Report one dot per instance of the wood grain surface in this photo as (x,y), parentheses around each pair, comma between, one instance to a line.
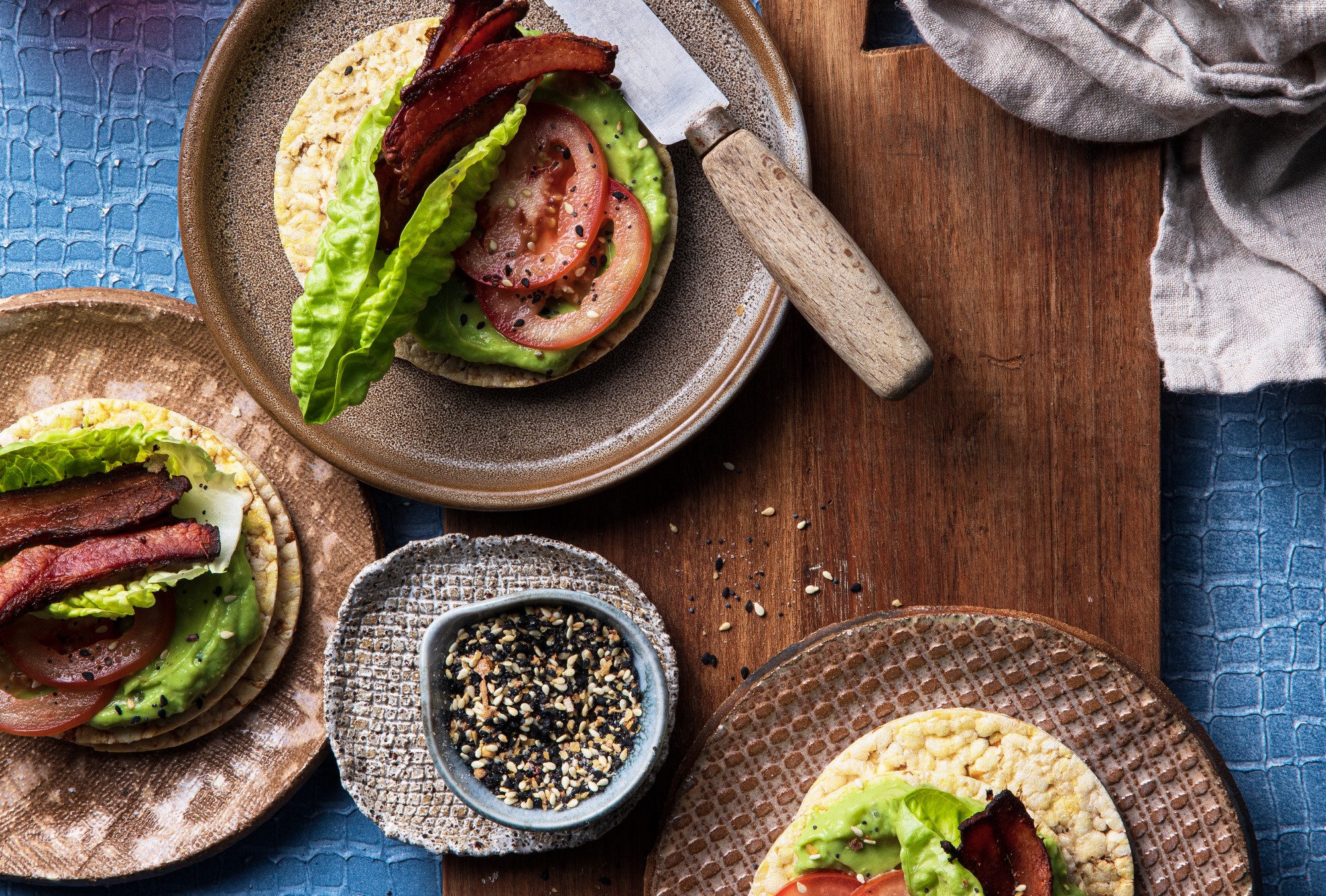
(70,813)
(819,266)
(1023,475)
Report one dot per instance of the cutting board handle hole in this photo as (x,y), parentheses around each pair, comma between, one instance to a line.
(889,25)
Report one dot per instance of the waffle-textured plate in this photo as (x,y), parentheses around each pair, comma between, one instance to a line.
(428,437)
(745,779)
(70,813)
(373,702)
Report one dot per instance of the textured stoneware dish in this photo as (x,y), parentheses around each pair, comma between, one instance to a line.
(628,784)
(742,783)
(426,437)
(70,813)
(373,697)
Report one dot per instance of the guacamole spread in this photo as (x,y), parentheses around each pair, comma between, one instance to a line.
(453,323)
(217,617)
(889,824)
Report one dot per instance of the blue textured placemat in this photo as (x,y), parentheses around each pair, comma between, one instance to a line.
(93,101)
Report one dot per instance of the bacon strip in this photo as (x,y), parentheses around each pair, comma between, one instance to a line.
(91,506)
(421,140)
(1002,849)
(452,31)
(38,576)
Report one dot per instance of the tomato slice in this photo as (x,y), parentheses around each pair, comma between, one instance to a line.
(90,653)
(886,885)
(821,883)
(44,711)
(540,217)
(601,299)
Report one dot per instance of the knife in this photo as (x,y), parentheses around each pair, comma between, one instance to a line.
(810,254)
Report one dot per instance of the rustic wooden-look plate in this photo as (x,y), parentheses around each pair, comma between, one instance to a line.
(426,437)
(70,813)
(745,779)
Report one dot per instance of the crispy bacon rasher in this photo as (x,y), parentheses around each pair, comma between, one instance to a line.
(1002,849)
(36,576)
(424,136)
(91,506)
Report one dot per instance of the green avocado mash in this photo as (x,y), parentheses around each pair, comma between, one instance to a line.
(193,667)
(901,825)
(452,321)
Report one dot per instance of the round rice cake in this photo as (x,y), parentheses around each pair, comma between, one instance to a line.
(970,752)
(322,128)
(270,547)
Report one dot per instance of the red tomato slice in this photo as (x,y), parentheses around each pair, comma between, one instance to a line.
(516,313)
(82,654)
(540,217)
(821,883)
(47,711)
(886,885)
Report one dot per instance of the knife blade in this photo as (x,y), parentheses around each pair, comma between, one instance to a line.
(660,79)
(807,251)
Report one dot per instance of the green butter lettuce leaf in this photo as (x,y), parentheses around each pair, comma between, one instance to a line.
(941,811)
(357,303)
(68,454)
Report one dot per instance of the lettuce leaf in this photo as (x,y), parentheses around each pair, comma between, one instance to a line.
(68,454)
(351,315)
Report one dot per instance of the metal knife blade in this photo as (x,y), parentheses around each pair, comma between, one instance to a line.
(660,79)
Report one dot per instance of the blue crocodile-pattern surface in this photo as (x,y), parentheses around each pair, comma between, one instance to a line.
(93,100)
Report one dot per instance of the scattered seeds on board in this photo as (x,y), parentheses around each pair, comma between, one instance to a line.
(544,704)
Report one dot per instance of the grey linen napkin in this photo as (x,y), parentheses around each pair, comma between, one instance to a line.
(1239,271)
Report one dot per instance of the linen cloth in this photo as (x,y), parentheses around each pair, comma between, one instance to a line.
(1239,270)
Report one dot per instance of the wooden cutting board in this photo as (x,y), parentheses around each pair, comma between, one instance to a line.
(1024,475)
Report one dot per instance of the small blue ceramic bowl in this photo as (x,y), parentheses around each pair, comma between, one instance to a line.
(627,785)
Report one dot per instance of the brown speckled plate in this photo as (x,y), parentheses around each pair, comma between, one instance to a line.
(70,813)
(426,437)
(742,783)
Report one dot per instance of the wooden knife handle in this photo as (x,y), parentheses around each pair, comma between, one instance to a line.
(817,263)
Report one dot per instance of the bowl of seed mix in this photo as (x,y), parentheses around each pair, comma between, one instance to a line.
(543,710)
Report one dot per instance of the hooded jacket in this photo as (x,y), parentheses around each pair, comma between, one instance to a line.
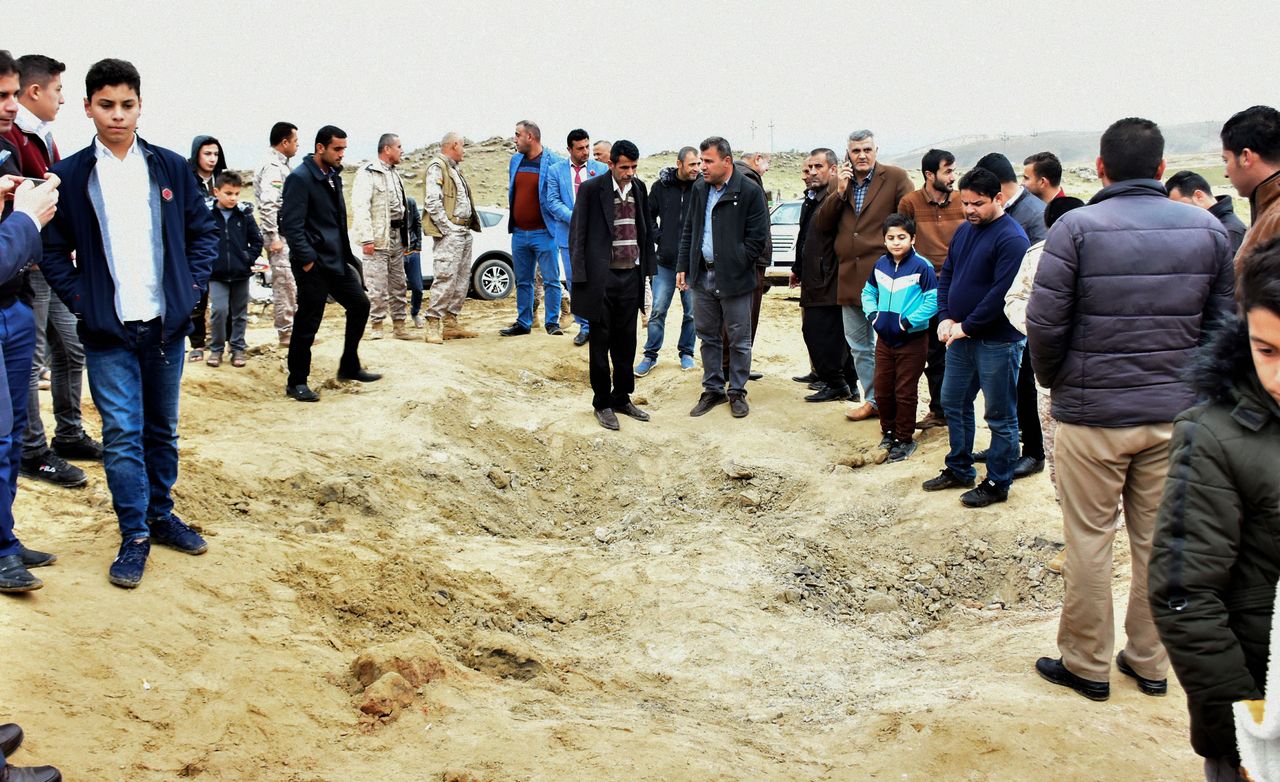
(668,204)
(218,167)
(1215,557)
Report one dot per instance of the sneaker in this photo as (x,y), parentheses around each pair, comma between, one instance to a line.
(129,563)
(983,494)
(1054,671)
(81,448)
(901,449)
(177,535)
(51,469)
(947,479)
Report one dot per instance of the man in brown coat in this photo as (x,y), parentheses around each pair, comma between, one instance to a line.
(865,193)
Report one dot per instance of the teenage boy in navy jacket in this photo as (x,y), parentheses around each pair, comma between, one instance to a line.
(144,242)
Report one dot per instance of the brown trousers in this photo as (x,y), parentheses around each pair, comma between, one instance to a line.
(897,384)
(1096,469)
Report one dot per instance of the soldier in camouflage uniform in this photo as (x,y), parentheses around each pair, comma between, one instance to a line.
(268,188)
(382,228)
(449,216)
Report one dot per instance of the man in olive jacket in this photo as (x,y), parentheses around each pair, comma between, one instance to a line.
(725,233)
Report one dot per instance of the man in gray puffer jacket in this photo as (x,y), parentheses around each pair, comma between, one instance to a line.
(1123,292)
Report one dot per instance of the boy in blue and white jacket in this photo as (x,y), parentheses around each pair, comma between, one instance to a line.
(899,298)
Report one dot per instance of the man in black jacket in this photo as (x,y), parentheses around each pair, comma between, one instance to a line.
********************
● **THE EXERCISE**:
Convert the stretch from the line containing "Report one dot per instance of the boy" through the end of the items into a JSON list of strings, one string per line, leaving out blank lines.

● **REPLY TO THE TASK**:
[
  "Report one dot per instance of the boy in blue and white jacket in this photo as (x,y), parentheses around each pair, comma between, one instance to a line.",
  "(899,298)",
  "Report one dot per instance of the man in black jacket in this photo as (x,y), parentheses around each pair, comma between, one instance to a line."
]